- _YOUR TASK_
The answer must be every line of the records in which the string "flower" appears.

- _RECORD SET_
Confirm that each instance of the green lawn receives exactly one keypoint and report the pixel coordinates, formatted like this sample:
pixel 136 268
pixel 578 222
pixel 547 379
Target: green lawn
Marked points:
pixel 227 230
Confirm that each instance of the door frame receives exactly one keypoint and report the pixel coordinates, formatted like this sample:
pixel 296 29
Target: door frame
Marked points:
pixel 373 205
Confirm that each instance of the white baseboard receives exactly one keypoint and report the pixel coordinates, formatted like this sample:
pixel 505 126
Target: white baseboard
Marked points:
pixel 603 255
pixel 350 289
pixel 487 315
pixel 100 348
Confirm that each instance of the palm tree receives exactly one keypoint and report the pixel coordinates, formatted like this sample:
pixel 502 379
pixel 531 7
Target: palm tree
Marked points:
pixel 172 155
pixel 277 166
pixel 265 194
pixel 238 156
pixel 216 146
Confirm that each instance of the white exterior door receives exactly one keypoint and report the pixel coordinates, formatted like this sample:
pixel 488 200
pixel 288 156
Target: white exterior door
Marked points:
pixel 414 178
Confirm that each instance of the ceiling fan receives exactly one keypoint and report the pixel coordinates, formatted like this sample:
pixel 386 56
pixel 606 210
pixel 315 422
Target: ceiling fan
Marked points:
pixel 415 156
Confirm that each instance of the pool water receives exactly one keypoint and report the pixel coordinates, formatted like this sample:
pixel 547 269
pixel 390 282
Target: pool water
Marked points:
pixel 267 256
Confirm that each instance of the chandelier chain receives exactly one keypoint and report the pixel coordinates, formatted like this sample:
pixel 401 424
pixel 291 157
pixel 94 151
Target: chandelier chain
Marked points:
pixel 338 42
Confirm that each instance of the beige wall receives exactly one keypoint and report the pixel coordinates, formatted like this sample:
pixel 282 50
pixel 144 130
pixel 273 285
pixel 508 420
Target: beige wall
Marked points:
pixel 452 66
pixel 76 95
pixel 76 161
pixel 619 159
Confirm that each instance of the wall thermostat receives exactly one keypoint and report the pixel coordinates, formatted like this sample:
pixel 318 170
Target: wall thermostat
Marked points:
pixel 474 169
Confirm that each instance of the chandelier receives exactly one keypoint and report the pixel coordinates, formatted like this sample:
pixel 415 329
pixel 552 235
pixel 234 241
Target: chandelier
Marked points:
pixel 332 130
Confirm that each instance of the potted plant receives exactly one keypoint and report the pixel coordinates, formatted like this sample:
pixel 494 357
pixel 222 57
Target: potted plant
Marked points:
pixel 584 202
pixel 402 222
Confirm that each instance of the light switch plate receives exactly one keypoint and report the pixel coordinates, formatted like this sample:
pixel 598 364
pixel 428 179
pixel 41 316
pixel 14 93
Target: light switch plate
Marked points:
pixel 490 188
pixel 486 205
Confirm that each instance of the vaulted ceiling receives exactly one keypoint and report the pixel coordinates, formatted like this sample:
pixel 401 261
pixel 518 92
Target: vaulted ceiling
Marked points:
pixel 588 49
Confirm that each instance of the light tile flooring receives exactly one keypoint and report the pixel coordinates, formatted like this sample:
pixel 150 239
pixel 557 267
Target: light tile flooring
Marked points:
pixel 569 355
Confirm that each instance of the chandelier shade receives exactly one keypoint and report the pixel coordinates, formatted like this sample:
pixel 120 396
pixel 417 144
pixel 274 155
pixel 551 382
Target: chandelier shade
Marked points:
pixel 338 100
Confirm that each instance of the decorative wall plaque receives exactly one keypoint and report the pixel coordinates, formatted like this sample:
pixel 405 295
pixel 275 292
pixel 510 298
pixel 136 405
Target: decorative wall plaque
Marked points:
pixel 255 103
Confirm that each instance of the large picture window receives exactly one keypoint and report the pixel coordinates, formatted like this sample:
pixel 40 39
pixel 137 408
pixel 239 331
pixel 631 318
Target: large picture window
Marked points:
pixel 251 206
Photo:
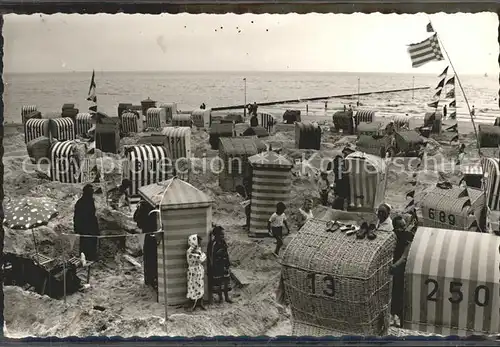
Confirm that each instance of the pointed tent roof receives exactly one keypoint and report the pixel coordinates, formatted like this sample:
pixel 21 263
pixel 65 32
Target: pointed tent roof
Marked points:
pixel 270 160
pixel 174 194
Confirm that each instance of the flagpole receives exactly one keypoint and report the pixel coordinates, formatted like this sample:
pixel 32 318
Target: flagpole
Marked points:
pixel 470 115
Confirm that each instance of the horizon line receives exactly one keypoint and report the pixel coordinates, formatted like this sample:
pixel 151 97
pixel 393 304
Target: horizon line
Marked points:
pixel 234 71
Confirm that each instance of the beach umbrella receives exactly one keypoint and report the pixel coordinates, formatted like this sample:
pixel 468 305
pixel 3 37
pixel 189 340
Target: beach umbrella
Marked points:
pixel 28 213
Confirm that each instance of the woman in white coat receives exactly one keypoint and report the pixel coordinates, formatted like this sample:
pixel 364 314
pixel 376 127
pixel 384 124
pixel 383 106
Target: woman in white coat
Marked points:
pixel 196 272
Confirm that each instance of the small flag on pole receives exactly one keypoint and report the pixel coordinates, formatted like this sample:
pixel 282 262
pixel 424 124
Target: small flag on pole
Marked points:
pixel 426 51
pixel 433 104
pixel 441 84
pixel 451 94
pixel 453 128
pixel 92 97
pixel 443 74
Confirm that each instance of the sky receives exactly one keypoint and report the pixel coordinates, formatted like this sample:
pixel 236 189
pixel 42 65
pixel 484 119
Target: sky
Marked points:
pixel 312 42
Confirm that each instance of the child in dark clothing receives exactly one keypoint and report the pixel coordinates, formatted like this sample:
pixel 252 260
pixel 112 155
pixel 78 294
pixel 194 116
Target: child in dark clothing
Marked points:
pixel 275 226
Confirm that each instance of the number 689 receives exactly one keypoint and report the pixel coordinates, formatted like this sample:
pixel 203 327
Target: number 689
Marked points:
pixel 442 217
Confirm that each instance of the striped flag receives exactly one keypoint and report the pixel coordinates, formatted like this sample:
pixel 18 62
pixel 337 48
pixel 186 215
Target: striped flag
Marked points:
pixel 441 84
pixel 443 74
pixel 92 97
pixel 426 51
pixel 433 104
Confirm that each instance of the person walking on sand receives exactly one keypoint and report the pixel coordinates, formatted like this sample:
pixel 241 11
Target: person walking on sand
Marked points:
pixel 404 238
pixel 384 222
pixel 305 212
pixel 275 226
pixel 196 272
pixel 146 221
pixel 218 265
pixel 323 188
pixel 86 224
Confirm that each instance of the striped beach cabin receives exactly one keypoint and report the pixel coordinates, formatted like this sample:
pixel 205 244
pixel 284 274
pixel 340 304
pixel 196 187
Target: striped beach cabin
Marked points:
pixel 62 129
pixel 267 121
pixel 234 153
pixel 107 134
pixel 364 116
pixel 456 208
pixel 271 183
pixel 367 175
pixel 182 120
pixel 83 123
pixel 452 283
pixel 185 210
pixel 177 141
pixel 202 118
pixel 131 123
pixel 492 182
pixel 170 109
pixel 156 118
pixel 35 128
pixel 27 110
pixel 68 165
pixel 145 165
pixel 401 122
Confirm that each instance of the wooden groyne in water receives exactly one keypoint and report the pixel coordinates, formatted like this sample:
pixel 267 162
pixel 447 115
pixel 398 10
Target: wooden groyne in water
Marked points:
pixel 221 108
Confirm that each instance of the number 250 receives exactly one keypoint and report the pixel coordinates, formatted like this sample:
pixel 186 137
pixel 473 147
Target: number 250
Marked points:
pixel 456 293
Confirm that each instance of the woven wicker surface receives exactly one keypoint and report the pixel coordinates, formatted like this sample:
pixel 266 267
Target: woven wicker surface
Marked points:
pixel 239 146
pixel 357 270
pixel 39 148
pixel 489 135
pixel 256 131
pixel 222 129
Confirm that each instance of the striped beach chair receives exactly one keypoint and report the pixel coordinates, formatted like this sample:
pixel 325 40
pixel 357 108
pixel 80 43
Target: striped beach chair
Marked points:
pixel 156 118
pixel 492 182
pixel 35 128
pixel 451 283
pixel 131 123
pixel 367 181
pixel 83 123
pixel 401 122
pixel 62 129
pixel 26 110
pixel 267 121
pixel 170 109
pixel 144 165
pixel 364 116
pixel 182 120
pixel 65 165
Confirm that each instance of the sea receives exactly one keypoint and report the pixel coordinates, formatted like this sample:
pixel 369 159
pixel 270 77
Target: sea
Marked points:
pixel 49 91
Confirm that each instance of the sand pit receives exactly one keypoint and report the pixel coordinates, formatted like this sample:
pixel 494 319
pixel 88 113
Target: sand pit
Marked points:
pixel 117 285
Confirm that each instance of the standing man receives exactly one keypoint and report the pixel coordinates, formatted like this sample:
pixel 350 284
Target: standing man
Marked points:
pixel 146 221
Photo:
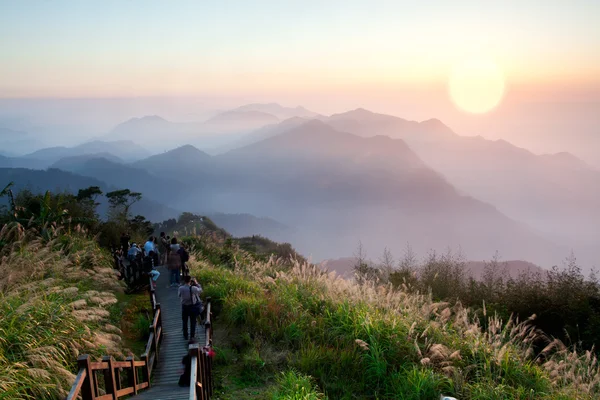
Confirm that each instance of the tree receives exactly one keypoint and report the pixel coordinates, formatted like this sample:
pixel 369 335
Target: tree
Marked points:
pixel 120 201
pixel 386 264
pixel 7 191
pixel 87 198
pixel 362 270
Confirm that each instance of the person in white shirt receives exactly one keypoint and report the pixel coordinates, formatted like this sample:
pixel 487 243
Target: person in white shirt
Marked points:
pixel 149 246
pixel 191 306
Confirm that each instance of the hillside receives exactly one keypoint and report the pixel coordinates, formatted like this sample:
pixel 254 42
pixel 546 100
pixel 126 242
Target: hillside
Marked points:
pixel 58 299
pixel 278 110
pixel 555 194
pixel 63 181
pixel 285 329
pixel 177 163
pixel 337 188
pixel 288 329
pixel 120 149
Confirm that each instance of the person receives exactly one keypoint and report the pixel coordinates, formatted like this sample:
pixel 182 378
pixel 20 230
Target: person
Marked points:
pixel 154 274
pixel 185 257
pixel 149 246
pixel 174 263
pixel 163 246
pixel 191 306
pixel 125 242
pixel 133 252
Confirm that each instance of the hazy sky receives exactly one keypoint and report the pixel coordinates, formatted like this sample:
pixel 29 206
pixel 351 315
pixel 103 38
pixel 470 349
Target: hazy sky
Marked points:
pixel 90 48
pixel 390 56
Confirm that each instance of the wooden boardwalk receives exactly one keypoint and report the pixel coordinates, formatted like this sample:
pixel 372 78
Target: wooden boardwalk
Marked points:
pixel 164 380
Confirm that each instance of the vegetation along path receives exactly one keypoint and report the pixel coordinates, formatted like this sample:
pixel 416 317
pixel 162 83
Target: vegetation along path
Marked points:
pixel 173 348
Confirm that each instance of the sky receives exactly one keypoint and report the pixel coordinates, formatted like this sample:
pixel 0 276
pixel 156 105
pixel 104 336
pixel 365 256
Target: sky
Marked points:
pixel 390 56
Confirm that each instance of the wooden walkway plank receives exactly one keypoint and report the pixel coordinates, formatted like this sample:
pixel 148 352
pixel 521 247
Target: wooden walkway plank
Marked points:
pixel 165 378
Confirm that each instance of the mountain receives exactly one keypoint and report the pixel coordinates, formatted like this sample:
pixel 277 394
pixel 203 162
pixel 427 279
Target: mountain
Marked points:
pixel 13 142
pixel 126 150
pixel 365 123
pixel 557 194
pixel 57 180
pixel 239 121
pixel 76 162
pixel 182 161
pixel 154 131
pixel 279 111
pixel 118 175
pixel 121 149
pixel 241 225
pixel 335 188
pixel 262 133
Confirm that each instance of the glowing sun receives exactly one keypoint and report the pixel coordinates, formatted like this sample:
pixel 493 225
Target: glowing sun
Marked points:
pixel 476 86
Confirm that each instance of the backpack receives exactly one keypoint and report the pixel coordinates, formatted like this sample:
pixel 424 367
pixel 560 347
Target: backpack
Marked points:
pixel 185 256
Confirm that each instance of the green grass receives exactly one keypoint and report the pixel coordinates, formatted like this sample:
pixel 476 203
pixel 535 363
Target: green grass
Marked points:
pixel 336 339
pixel 58 299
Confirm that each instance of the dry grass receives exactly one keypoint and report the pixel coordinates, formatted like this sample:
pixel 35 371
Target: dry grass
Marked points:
pixel 55 300
pixel 496 360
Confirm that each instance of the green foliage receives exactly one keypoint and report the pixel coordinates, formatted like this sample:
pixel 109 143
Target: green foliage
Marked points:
pixel 358 343
pixel 56 301
pixel 292 385
pixel 566 305
pixel 120 201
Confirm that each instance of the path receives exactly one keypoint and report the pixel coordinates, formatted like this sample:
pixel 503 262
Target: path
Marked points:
pixel 173 348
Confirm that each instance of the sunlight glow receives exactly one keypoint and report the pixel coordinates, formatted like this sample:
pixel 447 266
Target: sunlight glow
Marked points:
pixel 476 85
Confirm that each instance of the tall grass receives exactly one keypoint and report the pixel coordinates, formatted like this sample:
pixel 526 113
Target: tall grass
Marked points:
pixel 369 341
pixel 57 300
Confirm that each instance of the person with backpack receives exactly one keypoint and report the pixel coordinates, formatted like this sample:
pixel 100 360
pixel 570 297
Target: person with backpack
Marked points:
pixel 185 257
pixel 191 306
pixel 174 263
pixel 163 248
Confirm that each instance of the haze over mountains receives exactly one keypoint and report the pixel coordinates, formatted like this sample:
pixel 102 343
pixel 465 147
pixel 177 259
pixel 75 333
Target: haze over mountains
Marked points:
pixel 326 182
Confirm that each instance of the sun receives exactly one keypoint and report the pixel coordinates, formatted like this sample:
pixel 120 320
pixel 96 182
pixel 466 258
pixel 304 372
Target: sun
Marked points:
pixel 476 85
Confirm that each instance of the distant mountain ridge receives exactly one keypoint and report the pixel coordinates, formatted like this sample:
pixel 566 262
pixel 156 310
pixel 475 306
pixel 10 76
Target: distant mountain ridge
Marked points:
pixel 121 149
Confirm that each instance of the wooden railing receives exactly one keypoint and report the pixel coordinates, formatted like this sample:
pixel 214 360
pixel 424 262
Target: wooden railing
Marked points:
pixel 137 373
pixel 201 382
pixel 133 272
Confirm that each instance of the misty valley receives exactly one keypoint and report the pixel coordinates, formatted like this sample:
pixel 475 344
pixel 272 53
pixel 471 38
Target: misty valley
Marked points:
pixel 326 183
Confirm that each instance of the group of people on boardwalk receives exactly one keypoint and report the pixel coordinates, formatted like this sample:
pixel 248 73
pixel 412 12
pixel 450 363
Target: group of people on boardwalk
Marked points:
pixel 167 251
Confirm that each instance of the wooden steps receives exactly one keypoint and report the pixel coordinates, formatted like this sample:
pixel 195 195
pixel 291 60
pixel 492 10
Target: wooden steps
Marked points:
pixel 165 378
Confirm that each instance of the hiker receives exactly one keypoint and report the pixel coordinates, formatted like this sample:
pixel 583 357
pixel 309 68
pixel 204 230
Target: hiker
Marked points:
pixel 125 242
pixel 163 247
pixel 191 306
pixel 149 246
pixel 174 263
pixel 185 257
pixel 154 274
pixel 133 252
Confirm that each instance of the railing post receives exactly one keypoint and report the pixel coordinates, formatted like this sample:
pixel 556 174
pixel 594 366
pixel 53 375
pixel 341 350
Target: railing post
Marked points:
pixel 155 328
pixel 132 374
pixel 128 277
pixel 109 377
pixel 152 294
pixel 195 373
pixel 145 369
pixel 87 389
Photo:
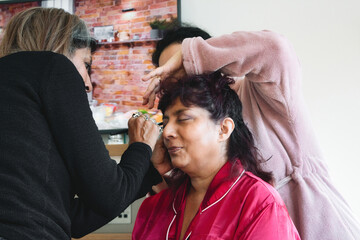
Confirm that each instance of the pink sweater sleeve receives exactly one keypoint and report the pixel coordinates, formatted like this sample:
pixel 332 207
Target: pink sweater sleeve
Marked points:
pixel 266 59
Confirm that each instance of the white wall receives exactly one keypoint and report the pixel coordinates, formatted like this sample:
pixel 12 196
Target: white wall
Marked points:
pixel 326 36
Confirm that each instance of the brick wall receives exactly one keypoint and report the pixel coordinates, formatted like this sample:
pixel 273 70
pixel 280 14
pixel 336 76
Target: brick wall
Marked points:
pixel 118 68
pixel 8 10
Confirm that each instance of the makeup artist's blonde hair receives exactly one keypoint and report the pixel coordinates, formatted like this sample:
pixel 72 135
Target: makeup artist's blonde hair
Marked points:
pixel 45 29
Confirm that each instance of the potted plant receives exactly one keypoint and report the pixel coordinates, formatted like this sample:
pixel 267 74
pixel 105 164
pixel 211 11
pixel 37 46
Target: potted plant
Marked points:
pixel 158 26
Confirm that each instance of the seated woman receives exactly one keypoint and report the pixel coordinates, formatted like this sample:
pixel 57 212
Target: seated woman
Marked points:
pixel 217 190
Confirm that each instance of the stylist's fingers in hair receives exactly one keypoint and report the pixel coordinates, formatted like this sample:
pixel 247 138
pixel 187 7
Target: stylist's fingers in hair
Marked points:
pixel 142 129
pixel 156 73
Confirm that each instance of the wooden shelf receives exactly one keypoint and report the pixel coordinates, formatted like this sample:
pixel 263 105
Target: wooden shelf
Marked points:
pixel 130 41
pixel 107 236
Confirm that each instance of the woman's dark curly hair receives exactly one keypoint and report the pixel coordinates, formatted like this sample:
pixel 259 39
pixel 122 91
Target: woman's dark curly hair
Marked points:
pixel 213 93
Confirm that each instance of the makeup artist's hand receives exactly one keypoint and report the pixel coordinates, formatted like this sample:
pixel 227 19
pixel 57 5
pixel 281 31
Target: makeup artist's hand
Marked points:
pixel 160 157
pixel 143 129
pixel 173 68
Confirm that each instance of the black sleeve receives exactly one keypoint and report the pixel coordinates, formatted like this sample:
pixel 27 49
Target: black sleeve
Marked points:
pixel 104 186
pixel 84 220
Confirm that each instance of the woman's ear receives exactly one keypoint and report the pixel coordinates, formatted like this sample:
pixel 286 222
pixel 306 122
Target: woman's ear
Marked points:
pixel 226 128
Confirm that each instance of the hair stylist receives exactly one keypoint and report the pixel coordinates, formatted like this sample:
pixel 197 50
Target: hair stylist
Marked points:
pixel 268 83
pixel 50 147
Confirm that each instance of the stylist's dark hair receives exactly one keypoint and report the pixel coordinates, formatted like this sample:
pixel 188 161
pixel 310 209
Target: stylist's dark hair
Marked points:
pixel 177 35
pixel 213 93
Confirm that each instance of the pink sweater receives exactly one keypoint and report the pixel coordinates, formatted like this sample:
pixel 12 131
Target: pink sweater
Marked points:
pixel 268 83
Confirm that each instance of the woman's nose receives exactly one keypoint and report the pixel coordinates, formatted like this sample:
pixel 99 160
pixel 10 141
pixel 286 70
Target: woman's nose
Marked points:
pixel 169 131
pixel 88 85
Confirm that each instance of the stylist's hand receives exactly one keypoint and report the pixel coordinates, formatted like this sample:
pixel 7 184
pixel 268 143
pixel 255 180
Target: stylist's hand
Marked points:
pixel 143 129
pixel 172 68
pixel 160 157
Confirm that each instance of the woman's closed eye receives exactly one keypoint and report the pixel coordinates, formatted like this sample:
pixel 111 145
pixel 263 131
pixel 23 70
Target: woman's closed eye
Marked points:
pixel 88 67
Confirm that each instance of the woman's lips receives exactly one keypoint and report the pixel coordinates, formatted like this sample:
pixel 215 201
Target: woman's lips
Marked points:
pixel 173 149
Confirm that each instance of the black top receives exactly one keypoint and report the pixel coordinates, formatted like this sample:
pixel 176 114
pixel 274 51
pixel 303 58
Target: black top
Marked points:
pixel 50 150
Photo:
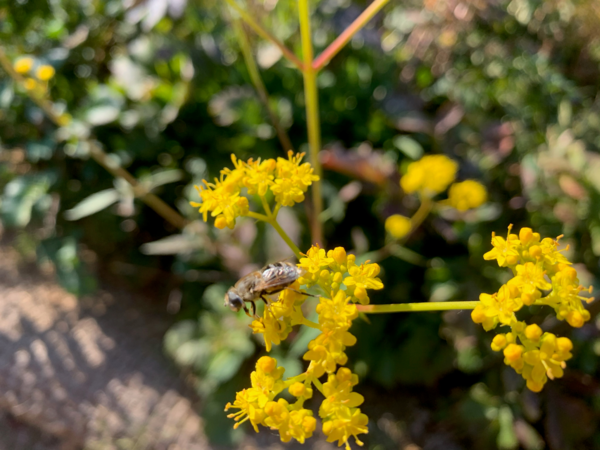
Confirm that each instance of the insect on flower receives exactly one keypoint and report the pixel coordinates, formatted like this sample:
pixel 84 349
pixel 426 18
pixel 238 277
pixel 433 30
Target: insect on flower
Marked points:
pixel 271 279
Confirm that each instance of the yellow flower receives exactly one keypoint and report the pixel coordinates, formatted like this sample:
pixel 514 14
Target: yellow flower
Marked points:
pixel 266 384
pixel 30 84
pixel 530 278
pixel 430 175
pixel 504 251
pixel 23 65
pixel 316 260
pixel 341 417
pixel 539 269
pixel 292 180
pixel 398 226
pixel 361 278
pixel 279 317
pixel 44 72
pixel 466 195
pixel 259 176
pixel 326 351
pixel 287 179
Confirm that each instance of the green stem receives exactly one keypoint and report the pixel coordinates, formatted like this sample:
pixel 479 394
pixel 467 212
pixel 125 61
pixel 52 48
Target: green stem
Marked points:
pixel 285 237
pixel 311 100
pixel 334 48
pixel 266 207
pixel 416 307
pixel 259 85
pixel 265 34
pixel 258 216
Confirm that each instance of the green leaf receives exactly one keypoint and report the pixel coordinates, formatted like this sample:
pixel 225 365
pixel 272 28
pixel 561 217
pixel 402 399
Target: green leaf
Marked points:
pixel 92 204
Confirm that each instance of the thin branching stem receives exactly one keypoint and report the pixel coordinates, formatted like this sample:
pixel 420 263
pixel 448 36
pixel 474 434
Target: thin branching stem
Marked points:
pixel 339 43
pixel 259 85
pixel 311 100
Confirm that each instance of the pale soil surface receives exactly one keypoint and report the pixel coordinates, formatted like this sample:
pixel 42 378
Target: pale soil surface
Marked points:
pixel 86 374
pixel 91 374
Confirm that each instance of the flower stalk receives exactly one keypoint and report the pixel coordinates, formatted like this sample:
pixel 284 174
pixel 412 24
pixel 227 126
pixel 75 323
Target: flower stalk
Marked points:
pixel 311 100
pixel 334 48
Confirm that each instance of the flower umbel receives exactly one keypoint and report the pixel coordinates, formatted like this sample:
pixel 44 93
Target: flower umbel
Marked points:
pixel 344 283
pixel 224 198
pixel 542 276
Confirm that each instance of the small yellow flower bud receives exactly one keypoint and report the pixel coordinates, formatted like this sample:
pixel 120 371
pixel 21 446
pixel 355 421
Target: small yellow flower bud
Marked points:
pixel 534 386
pixel 266 364
pixel 570 273
pixel 344 374
pixel 535 251
pixel 338 254
pixel 478 315
pixel 23 65
pixel 513 352
pixel 30 84
pixel 361 293
pixel 45 72
pixel 297 389
pixel 575 319
pixel 220 222
pixel 398 226
pixel 564 345
pixel 533 332
pixel 525 235
pixel 499 342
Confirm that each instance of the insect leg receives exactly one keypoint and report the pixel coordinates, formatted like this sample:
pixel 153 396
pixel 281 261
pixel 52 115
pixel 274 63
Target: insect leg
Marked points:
pixel 302 293
pixel 246 310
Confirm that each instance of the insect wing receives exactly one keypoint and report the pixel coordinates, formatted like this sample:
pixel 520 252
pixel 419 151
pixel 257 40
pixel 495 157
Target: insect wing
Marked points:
pixel 278 276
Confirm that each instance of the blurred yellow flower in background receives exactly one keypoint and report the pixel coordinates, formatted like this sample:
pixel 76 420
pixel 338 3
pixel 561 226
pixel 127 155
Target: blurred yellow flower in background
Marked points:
pixel 466 195
pixel 430 175
pixel 23 65
pixel 44 72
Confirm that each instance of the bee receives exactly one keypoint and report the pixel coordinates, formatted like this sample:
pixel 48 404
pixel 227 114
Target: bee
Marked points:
pixel 271 279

- _RESPONSE_
Confirm that each instance of the insect on flower receives exactly one keypoint and report the pixel coordinates, formatted like this sample:
Target: insect on flower
Confirm that each instance of the yellow flower receives exactly one keypoint and report the pixel coordinates, formatted like this sample:
Target: yellow flower
Confirm that each instance of the flower stalk receives exactly one keypoint and report the pixel coordinates, formatted like this sample:
Target: flower stalk
Confirm that each instance of the flower umbel receives exactly one keypoint and report the pixel coordinates, formatted like this sample:
Target: flower umbel
Confirm that each instance of the small yellow flower bud receives exactly one keypoint and report the pixel coordinates, formatted like this sample:
Target: small yellow flower bud
Confirm that each instance of the blurred yellow flower in background receives exactly one keypoint and report the pixel coordinates, formatted like this sample:
Target: blurred yellow flower in background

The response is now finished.